**ASSIGNED TASK:** From the records that follow, copy every line that contains the word "truck".

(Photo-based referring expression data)
○ ○ ○ ○ ○

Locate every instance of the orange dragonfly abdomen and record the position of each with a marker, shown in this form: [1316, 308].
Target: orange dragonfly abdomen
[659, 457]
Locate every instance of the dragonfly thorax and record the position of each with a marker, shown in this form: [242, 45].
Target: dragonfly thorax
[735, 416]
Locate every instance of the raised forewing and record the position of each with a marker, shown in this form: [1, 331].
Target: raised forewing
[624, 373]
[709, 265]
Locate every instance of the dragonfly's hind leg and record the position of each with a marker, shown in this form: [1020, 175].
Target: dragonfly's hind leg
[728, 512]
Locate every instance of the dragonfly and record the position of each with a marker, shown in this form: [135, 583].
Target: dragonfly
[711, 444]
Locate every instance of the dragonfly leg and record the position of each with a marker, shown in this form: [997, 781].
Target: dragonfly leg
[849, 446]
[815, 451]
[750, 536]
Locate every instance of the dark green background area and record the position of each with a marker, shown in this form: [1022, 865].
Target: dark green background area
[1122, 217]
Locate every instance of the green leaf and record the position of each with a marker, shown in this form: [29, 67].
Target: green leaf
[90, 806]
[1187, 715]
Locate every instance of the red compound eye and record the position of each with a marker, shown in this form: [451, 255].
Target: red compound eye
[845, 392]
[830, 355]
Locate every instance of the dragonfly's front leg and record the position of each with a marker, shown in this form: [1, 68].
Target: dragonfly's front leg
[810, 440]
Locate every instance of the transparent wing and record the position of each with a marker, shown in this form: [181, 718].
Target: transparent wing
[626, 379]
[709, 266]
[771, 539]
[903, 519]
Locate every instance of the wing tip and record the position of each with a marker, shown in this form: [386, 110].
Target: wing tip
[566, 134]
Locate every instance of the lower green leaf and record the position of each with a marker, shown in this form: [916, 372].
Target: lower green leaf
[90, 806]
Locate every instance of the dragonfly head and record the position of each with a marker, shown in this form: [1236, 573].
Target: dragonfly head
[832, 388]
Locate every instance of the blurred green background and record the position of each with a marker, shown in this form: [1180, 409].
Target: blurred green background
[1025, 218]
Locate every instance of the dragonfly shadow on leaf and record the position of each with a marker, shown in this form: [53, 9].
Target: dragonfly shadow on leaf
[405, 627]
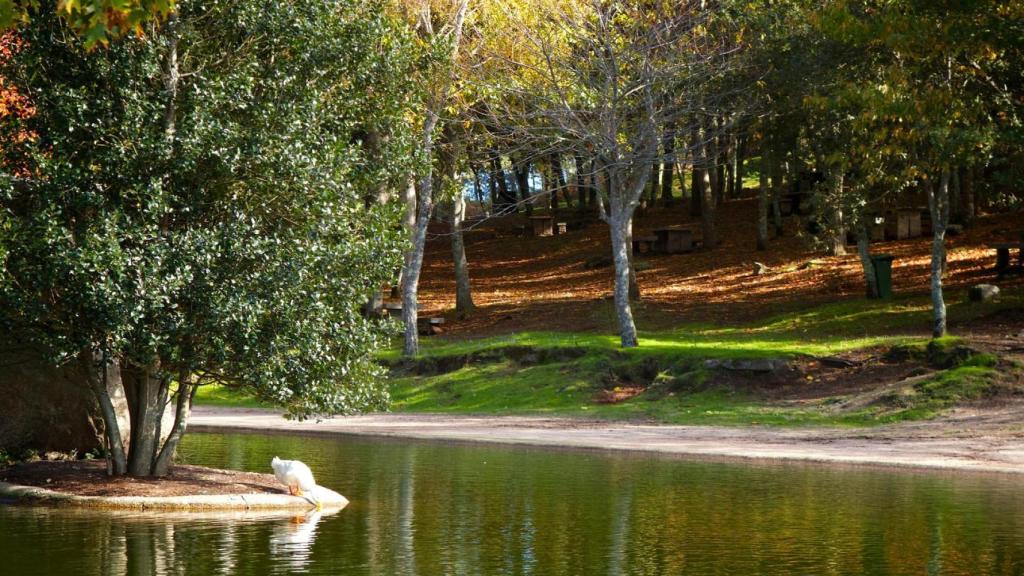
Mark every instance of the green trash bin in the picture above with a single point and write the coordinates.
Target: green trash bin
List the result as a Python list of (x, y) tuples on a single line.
[(883, 275)]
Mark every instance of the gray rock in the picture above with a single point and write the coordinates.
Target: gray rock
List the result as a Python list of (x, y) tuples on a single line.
[(837, 362), (983, 293)]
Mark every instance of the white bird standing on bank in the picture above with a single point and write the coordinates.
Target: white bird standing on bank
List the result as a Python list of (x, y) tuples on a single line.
[(298, 478)]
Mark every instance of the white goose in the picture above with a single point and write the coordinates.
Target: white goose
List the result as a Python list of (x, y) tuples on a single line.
[(298, 478)]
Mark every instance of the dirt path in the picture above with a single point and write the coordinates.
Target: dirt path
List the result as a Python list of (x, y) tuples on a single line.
[(982, 441)]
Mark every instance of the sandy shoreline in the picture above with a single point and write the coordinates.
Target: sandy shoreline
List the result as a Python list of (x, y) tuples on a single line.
[(990, 441)]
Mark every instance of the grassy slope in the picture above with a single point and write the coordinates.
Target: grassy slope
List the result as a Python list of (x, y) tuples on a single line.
[(567, 385)]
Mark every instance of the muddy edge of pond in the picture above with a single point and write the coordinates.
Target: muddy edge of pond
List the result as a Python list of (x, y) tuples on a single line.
[(967, 442)]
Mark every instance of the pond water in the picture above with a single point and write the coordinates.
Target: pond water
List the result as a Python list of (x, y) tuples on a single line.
[(431, 508)]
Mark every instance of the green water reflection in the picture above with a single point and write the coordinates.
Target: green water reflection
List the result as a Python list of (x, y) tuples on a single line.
[(426, 509)]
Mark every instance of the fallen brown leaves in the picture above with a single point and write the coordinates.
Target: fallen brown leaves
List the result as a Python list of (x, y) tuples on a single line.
[(525, 283)]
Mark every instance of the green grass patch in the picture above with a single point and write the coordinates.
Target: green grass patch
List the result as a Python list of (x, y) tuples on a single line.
[(535, 372)]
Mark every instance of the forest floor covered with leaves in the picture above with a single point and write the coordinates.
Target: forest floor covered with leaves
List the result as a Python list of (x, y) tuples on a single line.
[(718, 343), (525, 283)]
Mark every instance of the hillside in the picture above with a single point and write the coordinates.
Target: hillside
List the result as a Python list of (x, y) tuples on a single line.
[(525, 283)]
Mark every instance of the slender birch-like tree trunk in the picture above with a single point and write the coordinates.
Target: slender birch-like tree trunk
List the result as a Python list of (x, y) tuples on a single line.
[(763, 194), (463, 295), (938, 205), (863, 250)]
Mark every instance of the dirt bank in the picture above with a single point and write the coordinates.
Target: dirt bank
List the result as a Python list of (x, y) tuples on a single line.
[(990, 440)]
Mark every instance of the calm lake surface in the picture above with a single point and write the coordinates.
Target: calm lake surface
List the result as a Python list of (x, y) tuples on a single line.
[(427, 508)]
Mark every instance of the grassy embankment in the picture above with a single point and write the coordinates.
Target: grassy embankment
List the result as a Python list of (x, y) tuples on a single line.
[(668, 378)]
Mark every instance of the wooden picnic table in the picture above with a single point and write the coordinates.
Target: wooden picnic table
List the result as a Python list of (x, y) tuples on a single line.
[(673, 240), (1003, 264), (644, 244), (543, 225)]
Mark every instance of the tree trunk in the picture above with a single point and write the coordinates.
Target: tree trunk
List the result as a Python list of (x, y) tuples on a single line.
[(560, 181), (508, 198), (709, 200), (521, 171), (938, 205), (463, 295), (968, 196), (837, 230), (414, 256), (740, 169), (146, 412), (682, 181), (863, 245), (413, 265), (669, 165), (181, 413), (776, 197), (730, 176), (477, 189), (619, 224), (497, 203), (634, 285), (593, 193), (96, 370), (708, 213), (581, 182), (655, 183), (763, 210), (696, 197)]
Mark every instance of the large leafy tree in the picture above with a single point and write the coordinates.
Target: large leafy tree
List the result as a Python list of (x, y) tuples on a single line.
[(945, 93), (604, 80), (196, 207)]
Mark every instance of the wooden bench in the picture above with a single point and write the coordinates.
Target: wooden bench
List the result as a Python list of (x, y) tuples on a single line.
[(543, 225), (644, 244), (1003, 264), (429, 326), (393, 310)]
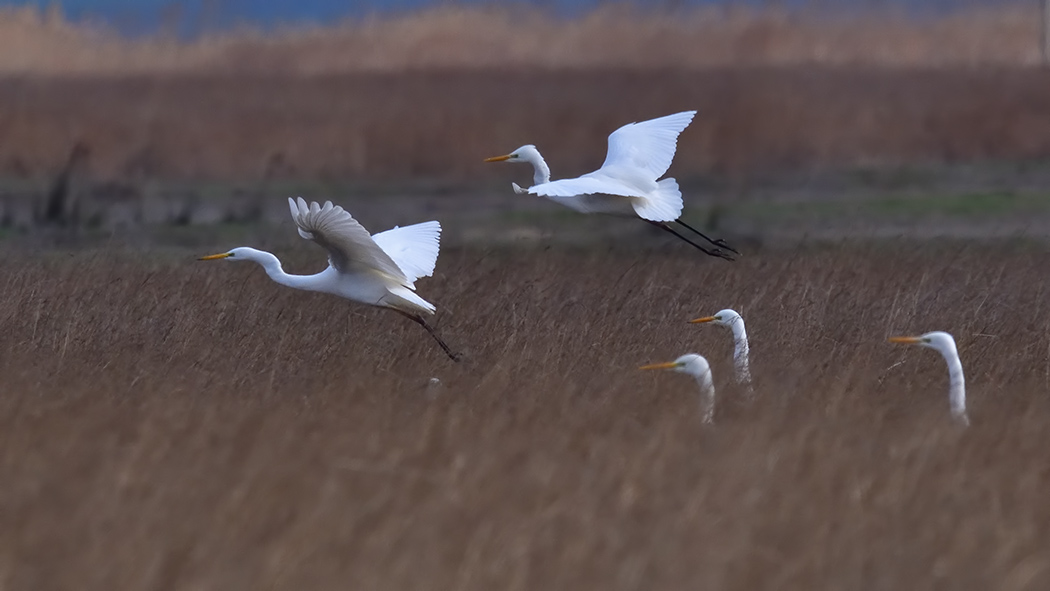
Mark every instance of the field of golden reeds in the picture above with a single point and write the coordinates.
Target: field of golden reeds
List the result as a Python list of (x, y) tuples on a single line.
[(169, 423)]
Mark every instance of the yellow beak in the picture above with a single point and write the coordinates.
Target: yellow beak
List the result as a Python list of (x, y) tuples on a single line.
[(667, 365)]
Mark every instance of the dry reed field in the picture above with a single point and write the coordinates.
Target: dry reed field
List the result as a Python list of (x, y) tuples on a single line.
[(612, 36), (175, 424), (438, 125)]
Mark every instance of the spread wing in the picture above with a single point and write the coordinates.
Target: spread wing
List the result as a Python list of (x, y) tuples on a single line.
[(413, 248), (649, 145), (350, 246)]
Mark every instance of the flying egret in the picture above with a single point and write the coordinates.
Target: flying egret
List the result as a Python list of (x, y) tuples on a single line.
[(627, 184), (697, 366), (946, 345), (735, 322), (378, 270)]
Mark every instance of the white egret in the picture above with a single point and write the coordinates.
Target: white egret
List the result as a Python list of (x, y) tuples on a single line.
[(945, 344), (627, 184), (697, 366), (740, 350), (377, 270)]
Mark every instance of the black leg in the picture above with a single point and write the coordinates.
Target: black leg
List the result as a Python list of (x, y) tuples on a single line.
[(715, 252), (419, 320), (717, 243)]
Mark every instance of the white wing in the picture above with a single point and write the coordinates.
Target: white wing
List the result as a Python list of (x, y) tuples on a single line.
[(649, 145), (350, 246), (413, 248)]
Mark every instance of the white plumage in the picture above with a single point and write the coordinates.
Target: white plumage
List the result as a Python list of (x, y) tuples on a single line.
[(378, 270), (628, 182)]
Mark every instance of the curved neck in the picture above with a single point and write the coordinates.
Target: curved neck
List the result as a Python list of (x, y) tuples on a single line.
[(541, 173), (957, 387), (271, 265), (707, 397)]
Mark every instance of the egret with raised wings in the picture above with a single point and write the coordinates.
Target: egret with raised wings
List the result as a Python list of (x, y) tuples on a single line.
[(734, 321), (377, 270), (945, 344), (697, 366), (627, 184)]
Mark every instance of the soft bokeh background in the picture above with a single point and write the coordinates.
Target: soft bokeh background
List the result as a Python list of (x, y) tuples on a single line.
[(816, 119)]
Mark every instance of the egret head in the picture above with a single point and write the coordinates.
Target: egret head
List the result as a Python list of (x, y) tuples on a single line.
[(525, 153), (693, 364), (725, 318), (242, 253), (937, 340)]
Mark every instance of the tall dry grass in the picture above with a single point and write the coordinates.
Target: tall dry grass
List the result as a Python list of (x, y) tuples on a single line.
[(439, 125), (168, 423), (45, 43)]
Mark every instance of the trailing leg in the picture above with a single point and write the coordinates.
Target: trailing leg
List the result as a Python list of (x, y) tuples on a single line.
[(715, 252), (717, 241), (419, 320)]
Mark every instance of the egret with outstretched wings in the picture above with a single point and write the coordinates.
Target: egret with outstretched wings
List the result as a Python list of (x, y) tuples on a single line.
[(377, 270), (628, 182)]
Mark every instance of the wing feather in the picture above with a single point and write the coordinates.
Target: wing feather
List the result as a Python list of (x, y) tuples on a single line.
[(350, 246), (414, 248), (649, 145)]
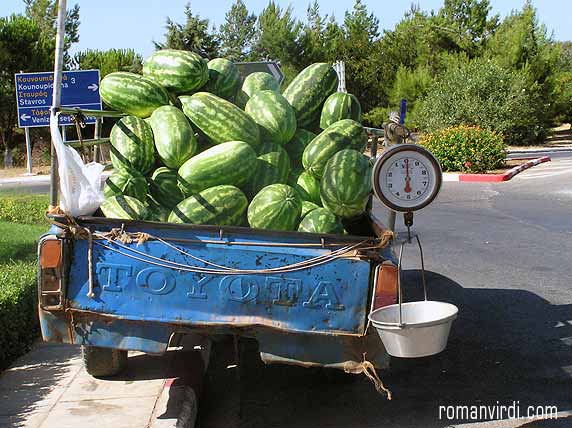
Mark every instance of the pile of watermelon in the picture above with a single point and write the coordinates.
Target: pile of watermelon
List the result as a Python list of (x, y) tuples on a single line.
[(200, 145)]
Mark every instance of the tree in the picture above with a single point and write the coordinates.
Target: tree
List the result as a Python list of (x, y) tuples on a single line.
[(193, 36), (23, 47), (360, 36), (108, 61), (237, 33), (278, 34), (44, 13), (467, 25), (522, 43), (322, 37)]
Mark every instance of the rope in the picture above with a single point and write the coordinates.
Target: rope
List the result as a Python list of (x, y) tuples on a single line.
[(368, 369), (90, 292), (121, 238)]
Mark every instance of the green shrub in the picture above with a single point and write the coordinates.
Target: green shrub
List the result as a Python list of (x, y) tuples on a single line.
[(466, 148), (23, 209), (18, 310), (482, 93)]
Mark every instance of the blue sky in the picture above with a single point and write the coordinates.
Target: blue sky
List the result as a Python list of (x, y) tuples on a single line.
[(136, 23)]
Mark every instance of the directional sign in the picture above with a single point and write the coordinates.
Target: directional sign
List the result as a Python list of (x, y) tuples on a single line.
[(246, 68), (34, 96)]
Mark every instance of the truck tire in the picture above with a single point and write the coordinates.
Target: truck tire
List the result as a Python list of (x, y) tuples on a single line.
[(103, 362)]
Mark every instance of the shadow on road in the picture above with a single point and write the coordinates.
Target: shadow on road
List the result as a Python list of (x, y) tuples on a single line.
[(506, 346)]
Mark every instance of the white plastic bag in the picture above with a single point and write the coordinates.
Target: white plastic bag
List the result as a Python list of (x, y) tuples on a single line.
[(80, 185)]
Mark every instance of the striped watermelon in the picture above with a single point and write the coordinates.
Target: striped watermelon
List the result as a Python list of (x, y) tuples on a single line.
[(307, 206), (224, 78), (176, 70), (272, 166), (276, 207), (220, 205), (295, 147), (220, 120), (274, 116), (338, 106), (344, 134), (346, 184), (233, 163), (132, 145), (321, 220), (126, 182), (308, 91), (163, 187), (307, 186), (254, 82), (132, 94), (174, 138), (157, 212), (124, 207)]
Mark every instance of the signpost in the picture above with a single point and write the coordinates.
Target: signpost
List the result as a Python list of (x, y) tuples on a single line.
[(34, 99), (271, 67)]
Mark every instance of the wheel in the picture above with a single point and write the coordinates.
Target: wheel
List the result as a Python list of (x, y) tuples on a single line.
[(103, 362)]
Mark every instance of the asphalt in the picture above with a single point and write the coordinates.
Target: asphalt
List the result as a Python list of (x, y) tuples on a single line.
[(501, 253)]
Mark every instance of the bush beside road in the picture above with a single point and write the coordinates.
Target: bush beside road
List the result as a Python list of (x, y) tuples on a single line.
[(21, 225)]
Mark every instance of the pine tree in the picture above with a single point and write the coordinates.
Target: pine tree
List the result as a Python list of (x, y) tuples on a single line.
[(278, 35), (194, 36), (44, 13), (237, 33)]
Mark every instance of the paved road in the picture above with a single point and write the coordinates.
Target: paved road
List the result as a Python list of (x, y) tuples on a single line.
[(499, 251)]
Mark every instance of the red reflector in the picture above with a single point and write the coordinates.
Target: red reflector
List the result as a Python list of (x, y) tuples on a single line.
[(51, 254), (385, 286)]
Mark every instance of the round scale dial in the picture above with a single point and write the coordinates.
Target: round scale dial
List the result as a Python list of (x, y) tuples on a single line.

○ ○ ○ ○ ○

**FINISHED EXERCISE:**
Mark every instance of the truck tire in the picture above with a single point and write the coordinates.
Target: truck tire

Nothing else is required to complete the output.